WORK INSTRUCTIONS:
A. Return the part of the coral bleaching article from "While this last-ditch" up to and including "Technology in Australia.".
B. In the coral bleaching article, what gives a coral reef its bright colors?

SUPPLIED PASSAGE:

◇ ◇ ◇ ◇ ◇

Scientists have filmed coral bleaching in action for the first time. The good news is that it looks kinda funny. The bad news is that it’s faster and more severe than we imagined — and with most of the world’s coral colonies critically damaged, destroyed, or soon to be so, we’ve got a huge problem on our hands.

“Who smelt it dealt it” doesn’t apply to climate change, though.
Image via giphy.

The term “coral bleaching” describes a behaviour seen in environmentally-stressed bodies of coral. It’s so called because the organisms lose their colour when the waters they live in become too hot or polluted.

Corals are usually white-ish or cream coloured. The dazzling colours of a coral reef are produced by tiny, pigmented algae that live within the corals and trade nutrients for the safety of the colony. This symbiotic relationship benefits both parties, but in an emergency, the coral aren’t shy to kick their algae buddies to the curb — they expel the algae and lose their pigment, becoming bone-white.

While this last-ditch effort allows the coral to survive in the short run, it will die if conditions don’t improve fast enough so new algae can move in.

“What’s really interesting is just how quickly and violently the coral forcefully evicted its resident symbionts,” says Brett Lewis from the Queensland University of Technology in Australia.

◇ ◇ ◇ ◇ ◇

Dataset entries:

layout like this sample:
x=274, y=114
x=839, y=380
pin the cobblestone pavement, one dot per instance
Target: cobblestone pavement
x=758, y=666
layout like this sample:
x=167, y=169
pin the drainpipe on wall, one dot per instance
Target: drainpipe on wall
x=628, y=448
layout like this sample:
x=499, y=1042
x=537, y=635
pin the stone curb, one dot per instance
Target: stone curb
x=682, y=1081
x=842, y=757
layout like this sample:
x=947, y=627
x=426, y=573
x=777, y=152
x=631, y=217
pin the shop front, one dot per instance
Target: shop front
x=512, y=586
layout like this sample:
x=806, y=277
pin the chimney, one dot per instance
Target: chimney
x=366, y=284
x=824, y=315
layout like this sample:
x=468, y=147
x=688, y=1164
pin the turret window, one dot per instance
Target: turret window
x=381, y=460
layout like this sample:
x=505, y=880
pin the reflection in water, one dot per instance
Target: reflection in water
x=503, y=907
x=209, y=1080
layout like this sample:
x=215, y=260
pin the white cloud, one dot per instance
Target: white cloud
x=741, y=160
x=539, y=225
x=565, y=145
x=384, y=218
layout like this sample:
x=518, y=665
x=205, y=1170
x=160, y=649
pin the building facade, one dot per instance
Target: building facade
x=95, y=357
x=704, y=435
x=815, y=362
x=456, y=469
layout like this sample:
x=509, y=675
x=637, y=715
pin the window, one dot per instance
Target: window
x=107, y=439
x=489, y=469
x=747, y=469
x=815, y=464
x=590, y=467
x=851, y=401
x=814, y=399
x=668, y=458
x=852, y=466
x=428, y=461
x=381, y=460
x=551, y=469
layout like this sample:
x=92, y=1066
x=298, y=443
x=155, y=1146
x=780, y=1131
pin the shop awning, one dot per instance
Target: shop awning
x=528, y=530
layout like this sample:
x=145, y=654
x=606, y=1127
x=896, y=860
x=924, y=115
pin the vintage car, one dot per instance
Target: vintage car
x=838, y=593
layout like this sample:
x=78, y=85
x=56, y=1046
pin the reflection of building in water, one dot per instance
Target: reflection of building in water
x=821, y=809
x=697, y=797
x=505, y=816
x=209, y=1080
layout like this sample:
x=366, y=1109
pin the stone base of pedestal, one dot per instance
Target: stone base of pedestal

◇ ◇ ◇ ◇ ◇

OUTPUTS BY TASK:
A.
While this last-ditch effort allows the coral to survive in the short run, it will die if conditions don’t improve fast enough so new algae can move in.

“What’s really interesting is just how quickly and violently the coral forcefully evicted its resident symbionts,” says Brett Lewis from the Queensland University of Technology in Australia.

B. Tiny, pigmented algae that live within the corals.